## start TEXT TO READ

Tillaikhombee (English: Caterpillar, also written as Tillaikhombi) is a 2010 Indian Meitei language film directed by Khwairakpam Bishwamittra and produced by Jiri Budha under the banner of Ningshing Mami Production, Jiribam. It stars Raju Nong, Huirem Seema, Nillachandra and Sonia Hijam in the lead roles. The movie was premiered as a press show at Cinema Paradiso, Thangal Bazar on 9 April 2010. It was later released at Pratap Talkies, Paona Bazar and many other theatres of Manipur in 2010.

The film bagged two awards at the 1st MANIFA 2012 organised by Sahitya Seva Samiti, Kakching.

## end TEXT TO READ

CHALLENGE 1
Write out the film passage from "Tillaikhombee (English: Caterpillar, also" to "Manipur in 2010.", switching "press show" to "preview screening".
CHALLENGE 2
Find each line in the records that contains the word "stage", and copy those lines.
The film passage has no connection to the records.

## start INPUT

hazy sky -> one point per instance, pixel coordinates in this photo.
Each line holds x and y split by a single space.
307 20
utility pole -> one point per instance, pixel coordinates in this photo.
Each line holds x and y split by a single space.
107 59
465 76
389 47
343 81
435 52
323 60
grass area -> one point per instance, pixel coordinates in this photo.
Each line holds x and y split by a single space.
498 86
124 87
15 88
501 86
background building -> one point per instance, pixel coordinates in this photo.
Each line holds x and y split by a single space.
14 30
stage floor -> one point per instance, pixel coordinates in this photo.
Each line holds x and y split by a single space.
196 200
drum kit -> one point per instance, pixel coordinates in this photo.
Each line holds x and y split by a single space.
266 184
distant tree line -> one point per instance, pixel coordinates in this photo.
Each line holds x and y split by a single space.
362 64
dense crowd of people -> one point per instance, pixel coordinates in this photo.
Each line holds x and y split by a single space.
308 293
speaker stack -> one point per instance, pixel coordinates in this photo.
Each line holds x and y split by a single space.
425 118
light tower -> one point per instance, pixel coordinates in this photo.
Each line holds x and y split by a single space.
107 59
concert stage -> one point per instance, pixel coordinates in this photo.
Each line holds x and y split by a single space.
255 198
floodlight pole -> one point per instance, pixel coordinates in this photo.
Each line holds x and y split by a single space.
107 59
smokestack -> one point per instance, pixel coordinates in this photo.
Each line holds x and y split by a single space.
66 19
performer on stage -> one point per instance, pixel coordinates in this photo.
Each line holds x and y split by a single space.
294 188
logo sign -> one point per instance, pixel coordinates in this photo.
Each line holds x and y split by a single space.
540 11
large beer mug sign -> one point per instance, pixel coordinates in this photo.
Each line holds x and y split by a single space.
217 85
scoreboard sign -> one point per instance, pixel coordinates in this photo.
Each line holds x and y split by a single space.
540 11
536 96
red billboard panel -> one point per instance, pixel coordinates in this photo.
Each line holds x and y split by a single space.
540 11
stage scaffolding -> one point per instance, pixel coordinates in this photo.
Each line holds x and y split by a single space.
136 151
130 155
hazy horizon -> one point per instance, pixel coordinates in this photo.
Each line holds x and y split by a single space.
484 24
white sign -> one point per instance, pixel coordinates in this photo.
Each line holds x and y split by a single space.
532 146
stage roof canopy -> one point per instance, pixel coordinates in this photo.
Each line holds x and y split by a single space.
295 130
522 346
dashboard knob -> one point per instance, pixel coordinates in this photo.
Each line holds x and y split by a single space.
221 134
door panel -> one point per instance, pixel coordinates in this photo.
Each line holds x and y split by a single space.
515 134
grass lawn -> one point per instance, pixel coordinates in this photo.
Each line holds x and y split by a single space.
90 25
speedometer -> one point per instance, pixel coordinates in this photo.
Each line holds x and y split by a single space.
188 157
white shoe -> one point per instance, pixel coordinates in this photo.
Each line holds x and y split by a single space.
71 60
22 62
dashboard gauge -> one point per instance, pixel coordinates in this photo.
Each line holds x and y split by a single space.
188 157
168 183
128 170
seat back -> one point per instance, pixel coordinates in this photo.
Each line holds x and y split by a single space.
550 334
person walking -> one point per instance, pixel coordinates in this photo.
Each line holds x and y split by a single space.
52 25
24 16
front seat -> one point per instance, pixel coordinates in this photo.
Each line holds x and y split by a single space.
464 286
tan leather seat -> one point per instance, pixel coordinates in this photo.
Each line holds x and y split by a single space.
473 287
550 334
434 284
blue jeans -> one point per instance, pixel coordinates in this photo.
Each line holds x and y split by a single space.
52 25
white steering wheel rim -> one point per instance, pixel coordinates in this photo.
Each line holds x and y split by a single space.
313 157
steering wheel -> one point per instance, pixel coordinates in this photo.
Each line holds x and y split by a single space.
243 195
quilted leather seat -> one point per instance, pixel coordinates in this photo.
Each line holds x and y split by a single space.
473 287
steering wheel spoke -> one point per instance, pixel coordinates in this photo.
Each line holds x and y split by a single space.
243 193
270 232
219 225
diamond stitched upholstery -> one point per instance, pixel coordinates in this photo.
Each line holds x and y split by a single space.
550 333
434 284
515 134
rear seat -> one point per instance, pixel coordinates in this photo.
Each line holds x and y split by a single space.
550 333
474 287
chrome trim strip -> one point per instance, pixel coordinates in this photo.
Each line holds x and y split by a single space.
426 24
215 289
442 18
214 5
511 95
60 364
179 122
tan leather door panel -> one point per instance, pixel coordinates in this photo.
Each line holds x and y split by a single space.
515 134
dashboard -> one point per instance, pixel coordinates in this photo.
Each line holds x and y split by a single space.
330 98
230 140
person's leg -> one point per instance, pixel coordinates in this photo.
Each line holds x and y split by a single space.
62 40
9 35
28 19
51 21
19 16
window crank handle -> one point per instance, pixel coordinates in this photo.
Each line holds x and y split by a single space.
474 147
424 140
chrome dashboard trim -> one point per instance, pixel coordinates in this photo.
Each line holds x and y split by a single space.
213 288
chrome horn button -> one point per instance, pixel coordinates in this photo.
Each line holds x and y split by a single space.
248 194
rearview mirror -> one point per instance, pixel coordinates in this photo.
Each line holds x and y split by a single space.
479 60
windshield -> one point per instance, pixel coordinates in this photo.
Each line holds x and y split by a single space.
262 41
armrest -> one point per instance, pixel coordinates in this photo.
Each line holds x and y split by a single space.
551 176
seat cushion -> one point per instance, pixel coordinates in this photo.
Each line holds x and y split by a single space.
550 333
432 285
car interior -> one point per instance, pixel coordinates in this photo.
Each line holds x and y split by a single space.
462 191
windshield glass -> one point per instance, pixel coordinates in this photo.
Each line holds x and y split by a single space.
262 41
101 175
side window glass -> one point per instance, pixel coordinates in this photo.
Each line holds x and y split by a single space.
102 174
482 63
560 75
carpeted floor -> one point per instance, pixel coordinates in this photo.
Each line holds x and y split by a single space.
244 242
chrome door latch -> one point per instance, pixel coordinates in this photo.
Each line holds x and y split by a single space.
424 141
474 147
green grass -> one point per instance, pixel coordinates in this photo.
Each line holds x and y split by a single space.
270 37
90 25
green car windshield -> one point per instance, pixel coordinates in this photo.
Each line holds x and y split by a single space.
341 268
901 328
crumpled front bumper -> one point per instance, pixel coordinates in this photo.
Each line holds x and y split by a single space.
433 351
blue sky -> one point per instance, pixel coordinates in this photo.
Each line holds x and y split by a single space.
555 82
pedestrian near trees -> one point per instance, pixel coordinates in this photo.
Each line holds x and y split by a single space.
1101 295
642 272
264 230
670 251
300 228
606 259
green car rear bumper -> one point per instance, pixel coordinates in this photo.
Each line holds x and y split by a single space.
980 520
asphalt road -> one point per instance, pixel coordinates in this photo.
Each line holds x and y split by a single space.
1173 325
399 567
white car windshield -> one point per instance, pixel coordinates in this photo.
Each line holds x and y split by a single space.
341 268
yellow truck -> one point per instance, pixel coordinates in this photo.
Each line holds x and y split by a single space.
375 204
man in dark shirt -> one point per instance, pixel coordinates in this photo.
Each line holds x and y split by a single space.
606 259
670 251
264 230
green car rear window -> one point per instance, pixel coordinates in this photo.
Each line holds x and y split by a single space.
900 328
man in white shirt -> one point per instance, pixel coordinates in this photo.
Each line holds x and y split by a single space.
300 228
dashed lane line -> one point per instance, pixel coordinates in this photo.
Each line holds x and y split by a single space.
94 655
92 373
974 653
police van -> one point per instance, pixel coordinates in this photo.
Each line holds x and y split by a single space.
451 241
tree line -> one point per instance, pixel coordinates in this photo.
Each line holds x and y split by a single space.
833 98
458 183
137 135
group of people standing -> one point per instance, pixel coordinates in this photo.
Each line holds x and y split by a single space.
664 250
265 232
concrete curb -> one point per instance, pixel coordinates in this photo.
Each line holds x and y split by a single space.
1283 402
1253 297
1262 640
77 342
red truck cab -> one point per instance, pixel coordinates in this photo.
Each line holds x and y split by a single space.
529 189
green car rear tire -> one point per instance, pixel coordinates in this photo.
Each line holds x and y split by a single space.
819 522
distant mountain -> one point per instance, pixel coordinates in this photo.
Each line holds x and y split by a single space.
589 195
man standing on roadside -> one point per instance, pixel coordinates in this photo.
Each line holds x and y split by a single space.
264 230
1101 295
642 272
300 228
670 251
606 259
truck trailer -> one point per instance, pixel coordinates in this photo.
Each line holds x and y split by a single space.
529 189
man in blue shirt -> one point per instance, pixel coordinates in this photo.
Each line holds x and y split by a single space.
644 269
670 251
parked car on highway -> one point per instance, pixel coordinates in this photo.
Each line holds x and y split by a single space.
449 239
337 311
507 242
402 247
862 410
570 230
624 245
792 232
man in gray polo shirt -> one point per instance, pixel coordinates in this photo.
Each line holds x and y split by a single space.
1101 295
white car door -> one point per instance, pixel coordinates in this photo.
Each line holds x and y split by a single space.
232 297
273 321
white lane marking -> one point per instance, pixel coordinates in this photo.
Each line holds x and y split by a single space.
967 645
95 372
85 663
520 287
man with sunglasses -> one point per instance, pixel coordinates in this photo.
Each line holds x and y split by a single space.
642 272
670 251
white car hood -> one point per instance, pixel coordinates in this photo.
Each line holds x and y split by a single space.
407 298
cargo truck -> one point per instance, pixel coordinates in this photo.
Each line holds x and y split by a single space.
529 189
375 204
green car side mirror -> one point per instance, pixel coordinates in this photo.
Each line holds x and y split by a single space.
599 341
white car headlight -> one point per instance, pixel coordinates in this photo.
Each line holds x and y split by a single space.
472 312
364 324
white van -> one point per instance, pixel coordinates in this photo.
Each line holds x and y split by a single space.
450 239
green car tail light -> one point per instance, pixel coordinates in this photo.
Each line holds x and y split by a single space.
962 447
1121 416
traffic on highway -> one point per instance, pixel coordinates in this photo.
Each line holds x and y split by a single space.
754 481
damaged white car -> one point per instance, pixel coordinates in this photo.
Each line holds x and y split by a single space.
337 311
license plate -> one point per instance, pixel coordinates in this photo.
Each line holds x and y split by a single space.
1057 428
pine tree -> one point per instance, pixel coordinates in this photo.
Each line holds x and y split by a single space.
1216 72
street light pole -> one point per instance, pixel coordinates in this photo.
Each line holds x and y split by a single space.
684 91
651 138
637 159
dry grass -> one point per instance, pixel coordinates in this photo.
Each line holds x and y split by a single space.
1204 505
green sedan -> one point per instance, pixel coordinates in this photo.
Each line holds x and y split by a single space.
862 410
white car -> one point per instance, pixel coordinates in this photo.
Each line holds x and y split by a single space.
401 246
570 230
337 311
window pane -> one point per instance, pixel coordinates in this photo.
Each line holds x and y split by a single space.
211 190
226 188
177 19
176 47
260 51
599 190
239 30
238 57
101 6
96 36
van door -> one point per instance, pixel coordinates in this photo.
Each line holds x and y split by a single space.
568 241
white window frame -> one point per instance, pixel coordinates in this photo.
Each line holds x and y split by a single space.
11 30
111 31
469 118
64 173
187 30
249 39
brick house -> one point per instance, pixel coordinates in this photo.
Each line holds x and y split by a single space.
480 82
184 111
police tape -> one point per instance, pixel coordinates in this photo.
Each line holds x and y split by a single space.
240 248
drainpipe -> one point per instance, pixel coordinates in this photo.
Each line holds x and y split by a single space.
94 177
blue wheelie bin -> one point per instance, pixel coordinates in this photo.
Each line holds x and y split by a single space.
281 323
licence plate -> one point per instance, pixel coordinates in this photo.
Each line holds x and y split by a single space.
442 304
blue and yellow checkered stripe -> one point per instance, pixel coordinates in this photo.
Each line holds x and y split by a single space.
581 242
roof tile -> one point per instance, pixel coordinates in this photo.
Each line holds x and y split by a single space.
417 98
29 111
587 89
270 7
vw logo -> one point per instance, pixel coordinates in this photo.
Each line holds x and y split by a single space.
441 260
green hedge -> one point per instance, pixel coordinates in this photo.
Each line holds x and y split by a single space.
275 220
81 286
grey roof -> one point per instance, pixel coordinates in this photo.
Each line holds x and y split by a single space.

## end INPUT

FULL OUTPUT 1
Tillaikhombee (English: Caterpillar, also written as Tillaikhombi) is a 2010 Indian Meitei language film directed by Khwairakpam Bishwamittra and produced by Jiri Budha under the banner of Ningshing Mami Production, Jiribam. It stars Raju Nong, Huirem Seema, Nillachandra and Sonia Hijam in the lead roles. The movie was premiered as a preview screening at Cinema Paradiso, Thangal Bazar on 9 April 2010. It was later released at Pratap Talkies, Paona Bazar and many other theatres of Manipur in 2010.

FULL OUTPUT 2
stage floor -> one point per instance, pixel coordinates in this photo.
concert stage -> one point per instance, pixel coordinates in this photo.
performer on stage -> one point per instance, pixel coordinates in this photo.
stage scaffolding -> one point per instance, pixel coordinates in this photo.
stage roof canopy -> one point per instance, pixel coordinates in this photo.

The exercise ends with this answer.